### [Written request]
Please recast the stretch from the start of the lines through the line containing "264], [443, 248]]" as a two-column CSV with the columns text and answer. Give one row for each text and its answer, with each value in a single quoted field and any line breaks turned into spaces.

### [Data excerpts]
>>>

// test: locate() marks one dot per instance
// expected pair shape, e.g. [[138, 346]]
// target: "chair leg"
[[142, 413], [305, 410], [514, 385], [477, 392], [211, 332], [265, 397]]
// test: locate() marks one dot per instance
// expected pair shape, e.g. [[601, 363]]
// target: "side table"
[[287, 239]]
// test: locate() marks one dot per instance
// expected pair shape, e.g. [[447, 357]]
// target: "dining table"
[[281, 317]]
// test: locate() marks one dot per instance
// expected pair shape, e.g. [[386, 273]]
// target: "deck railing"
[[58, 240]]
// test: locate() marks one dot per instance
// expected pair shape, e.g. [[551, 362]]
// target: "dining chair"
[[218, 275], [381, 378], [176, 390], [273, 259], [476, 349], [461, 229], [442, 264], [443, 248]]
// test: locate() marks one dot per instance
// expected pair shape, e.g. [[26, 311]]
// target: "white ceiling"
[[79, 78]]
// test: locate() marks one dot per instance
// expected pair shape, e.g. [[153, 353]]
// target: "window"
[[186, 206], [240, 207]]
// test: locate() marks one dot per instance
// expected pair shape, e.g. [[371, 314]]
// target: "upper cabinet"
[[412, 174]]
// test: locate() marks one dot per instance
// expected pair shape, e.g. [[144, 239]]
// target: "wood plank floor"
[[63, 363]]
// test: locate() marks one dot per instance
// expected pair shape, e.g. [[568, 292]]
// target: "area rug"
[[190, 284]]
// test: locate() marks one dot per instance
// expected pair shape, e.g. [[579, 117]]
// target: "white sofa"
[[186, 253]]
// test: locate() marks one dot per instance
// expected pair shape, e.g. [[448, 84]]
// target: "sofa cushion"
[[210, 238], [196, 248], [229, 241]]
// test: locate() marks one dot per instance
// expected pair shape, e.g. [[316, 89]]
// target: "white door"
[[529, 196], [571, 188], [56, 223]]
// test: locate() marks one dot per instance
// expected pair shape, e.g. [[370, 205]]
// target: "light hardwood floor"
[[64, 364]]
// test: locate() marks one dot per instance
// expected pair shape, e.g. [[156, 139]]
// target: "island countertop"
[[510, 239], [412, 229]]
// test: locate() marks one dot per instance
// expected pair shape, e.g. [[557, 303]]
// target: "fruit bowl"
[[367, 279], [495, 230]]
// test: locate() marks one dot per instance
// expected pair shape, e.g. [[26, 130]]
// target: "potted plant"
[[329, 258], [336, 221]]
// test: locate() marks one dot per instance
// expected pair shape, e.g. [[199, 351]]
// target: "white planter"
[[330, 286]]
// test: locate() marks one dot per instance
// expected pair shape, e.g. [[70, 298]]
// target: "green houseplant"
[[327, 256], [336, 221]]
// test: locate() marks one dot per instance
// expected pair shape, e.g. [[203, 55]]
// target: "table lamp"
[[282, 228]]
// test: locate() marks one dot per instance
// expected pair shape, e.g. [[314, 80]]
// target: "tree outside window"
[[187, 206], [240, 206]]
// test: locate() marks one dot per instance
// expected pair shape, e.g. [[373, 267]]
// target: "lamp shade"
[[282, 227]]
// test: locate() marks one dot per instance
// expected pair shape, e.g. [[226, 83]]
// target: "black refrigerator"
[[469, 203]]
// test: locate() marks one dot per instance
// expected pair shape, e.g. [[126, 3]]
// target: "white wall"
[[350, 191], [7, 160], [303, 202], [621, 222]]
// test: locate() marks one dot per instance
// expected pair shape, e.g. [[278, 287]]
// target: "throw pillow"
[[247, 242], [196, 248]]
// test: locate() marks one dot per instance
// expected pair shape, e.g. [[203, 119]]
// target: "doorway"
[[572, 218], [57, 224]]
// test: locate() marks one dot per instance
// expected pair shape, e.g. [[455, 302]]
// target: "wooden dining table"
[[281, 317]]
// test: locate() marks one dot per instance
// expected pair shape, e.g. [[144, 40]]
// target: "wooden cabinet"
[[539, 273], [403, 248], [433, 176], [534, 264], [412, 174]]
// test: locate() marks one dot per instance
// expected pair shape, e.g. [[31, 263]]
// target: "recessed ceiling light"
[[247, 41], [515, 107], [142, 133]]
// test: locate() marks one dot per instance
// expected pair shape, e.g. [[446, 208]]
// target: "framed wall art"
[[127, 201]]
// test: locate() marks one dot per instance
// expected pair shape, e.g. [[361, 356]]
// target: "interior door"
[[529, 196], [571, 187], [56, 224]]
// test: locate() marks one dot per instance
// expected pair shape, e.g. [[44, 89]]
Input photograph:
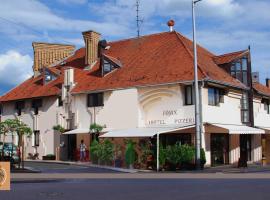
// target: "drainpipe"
[[157, 152]]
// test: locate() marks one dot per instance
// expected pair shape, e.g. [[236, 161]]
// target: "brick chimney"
[[91, 39], [46, 54], [268, 82]]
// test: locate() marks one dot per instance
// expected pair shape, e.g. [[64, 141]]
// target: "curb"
[[87, 165]]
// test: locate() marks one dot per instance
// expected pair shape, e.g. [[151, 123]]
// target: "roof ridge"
[[135, 38], [190, 53], [228, 54]]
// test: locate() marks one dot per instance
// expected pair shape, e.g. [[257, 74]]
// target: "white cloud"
[[36, 15], [14, 68], [73, 1]]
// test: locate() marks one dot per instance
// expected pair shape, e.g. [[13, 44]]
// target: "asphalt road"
[[131, 189], [64, 168]]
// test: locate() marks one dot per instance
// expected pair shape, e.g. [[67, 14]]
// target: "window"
[[36, 104], [107, 67], [245, 108], [266, 105], [188, 95], [215, 96], [19, 105], [95, 99], [36, 138], [60, 102], [239, 70], [48, 76]]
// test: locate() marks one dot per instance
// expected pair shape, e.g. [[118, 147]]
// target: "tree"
[[95, 129]]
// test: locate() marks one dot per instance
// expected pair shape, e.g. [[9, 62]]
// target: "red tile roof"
[[150, 60], [262, 89], [229, 57]]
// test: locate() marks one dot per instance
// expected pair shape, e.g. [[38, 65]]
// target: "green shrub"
[[130, 154], [187, 154], [102, 152]]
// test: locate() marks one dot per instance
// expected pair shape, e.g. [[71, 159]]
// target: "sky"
[[222, 26]]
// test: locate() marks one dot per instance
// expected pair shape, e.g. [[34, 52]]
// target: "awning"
[[231, 129], [143, 132], [77, 131], [267, 129]]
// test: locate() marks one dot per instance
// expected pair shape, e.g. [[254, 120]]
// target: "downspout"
[[157, 152]]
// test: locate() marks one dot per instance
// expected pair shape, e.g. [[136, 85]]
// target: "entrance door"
[[219, 149], [72, 145], [245, 148]]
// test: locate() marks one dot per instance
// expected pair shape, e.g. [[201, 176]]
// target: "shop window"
[[95, 100], [215, 96], [188, 95], [36, 138], [245, 108], [239, 70], [19, 106], [266, 105]]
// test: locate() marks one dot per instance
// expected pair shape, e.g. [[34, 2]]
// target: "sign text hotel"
[[171, 117]]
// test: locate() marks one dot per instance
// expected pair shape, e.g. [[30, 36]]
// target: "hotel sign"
[[171, 117]]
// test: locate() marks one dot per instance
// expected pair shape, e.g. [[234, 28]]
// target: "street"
[[123, 189], [64, 168]]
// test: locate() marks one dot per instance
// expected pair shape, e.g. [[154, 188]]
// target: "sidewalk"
[[86, 164]]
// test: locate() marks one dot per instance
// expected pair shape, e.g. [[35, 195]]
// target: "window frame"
[[245, 109], [218, 95], [239, 71], [187, 103], [19, 106], [97, 99], [266, 105]]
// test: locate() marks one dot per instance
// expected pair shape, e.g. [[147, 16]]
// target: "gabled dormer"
[[237, 64], [50, 74], [109, 64]]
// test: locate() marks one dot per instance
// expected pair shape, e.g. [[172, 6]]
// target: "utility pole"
[[138, 20], [197, 101]]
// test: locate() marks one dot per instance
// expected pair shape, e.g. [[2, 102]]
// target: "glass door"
[[219, 149]]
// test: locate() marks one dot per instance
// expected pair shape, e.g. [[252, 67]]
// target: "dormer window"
[[36, 104], [48, 76], [19, 105], [109, 64], [107, 67]]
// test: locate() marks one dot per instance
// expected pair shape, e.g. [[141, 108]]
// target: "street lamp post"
[[197, 103]]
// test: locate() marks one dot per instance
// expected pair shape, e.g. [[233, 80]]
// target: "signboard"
[[4, 176], [170, 117]]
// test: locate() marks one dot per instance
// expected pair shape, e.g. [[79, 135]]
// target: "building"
[[141, 88]]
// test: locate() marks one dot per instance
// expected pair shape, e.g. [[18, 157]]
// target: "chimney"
[[46, 54], [91, 39], [170, 23], [268, 82]]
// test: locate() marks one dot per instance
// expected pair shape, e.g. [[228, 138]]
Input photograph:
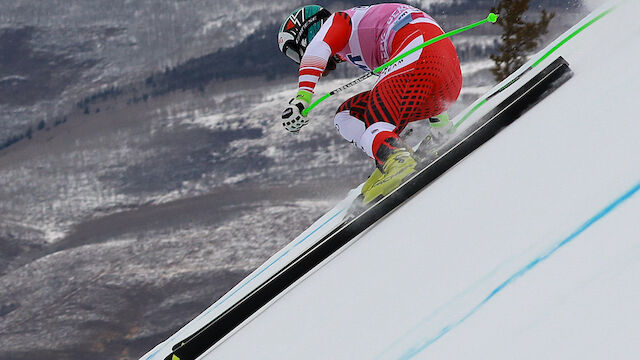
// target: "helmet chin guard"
[[298, 30]]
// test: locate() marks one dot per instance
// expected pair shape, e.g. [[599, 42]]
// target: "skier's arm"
[[332, 37]]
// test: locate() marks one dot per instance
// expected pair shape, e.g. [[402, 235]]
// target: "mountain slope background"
[[143, 170]]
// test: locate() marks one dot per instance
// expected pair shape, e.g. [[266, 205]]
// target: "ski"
[[453, 152]]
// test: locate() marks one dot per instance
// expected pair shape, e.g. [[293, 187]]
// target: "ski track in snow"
[[429, 339]]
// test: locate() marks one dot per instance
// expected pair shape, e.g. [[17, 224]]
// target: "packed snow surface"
[[529, 248]]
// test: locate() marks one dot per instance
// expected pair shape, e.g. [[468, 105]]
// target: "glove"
[[292, 118]]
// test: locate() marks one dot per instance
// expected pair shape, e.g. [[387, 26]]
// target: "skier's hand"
[[292, 118]]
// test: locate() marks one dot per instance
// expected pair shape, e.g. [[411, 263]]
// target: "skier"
[[420, 86]]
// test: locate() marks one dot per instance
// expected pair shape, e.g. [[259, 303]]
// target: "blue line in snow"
[[252, 278], [414, 351]]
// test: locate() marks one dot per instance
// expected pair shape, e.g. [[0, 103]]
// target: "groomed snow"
[[527, 249]]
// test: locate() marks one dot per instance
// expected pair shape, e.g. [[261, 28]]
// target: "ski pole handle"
[[492, 18]]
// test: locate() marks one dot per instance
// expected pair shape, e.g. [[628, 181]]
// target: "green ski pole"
[[492, 18]]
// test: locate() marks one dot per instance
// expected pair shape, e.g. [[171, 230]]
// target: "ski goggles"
[[293, 51]]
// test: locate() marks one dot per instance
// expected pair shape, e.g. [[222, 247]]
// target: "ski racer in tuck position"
[[421, 86]]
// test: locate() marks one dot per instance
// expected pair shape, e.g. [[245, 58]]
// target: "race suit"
[[422, 85]]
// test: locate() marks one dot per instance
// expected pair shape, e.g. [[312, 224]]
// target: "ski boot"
[[398, 166]]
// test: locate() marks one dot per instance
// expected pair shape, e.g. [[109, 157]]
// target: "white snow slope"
[[529, 248]]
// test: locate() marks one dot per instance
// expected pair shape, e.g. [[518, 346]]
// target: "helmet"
[[299, 28]]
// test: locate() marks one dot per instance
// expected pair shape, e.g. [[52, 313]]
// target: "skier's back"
[[418, 87]]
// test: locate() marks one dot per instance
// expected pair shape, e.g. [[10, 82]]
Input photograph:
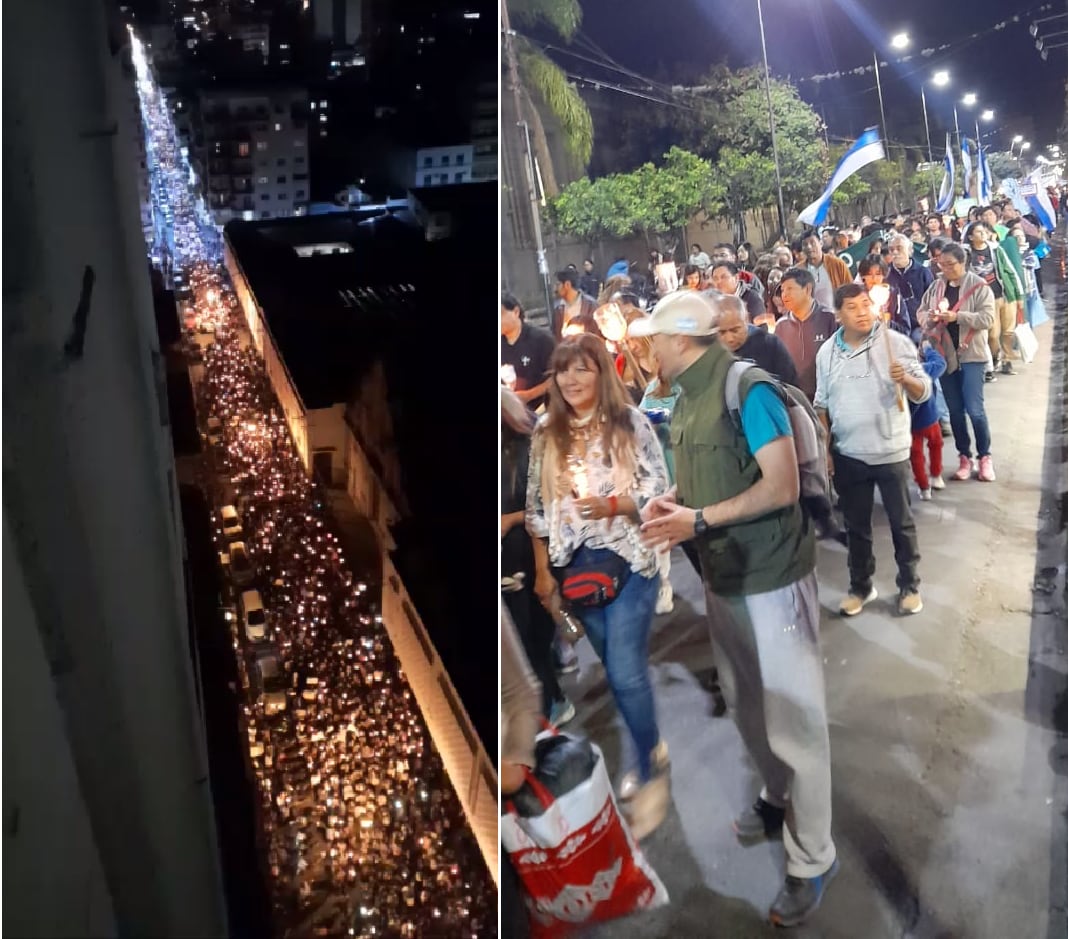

<<<

### [Expected output]
text,answer
"// test: locate() marks one dot per instance // expected pair shape, e.g. [[138, 346]] // target: ""chair leg""","[[142, 413], [305, 410], [514, 385], [477, 392], [211, 332], [265, 397]]"
"// test: locate() marks one dot per instance // expected pair shape, e.g. [[601, 363]] // target: ""side table""","[[287, 239]]"
"// test: locate() marks one dot per instance // expected pair shape, e.g. [[447, 357]] // target: ""dining table""","[[281, 317]]"
"// test: locate() marks one dot per instance // expected pair shape, e.g. [[386, 273]] // target: ""deck railing""","[[58, 240]]"
"// test: locate() marks one dot per instance // expected pair shape, e.g. [[551, 362]] // target: ""dining chair""","[[218, 275], [381, 378], [176, 390], [273, 259], [476, 349], [461, 229], [442, 264], [443, 248]]"